━━━━━ Exercise material
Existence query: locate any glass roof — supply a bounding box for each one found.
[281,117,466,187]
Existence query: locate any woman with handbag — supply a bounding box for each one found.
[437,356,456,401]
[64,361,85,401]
━━━━━━━━━━
Objective: Switch "Existence query" to "Presence check" wherever it appears in the material above, and leave everything else as it is.

Exercise solution:
Presence check: locate any glass roof — supply a bounding box for each one found.
[281,117,466,187]
Presence check: locate any woman with handbag — supply a bounding box for each one found.
[437,356,456,401]
[64,361,85,401]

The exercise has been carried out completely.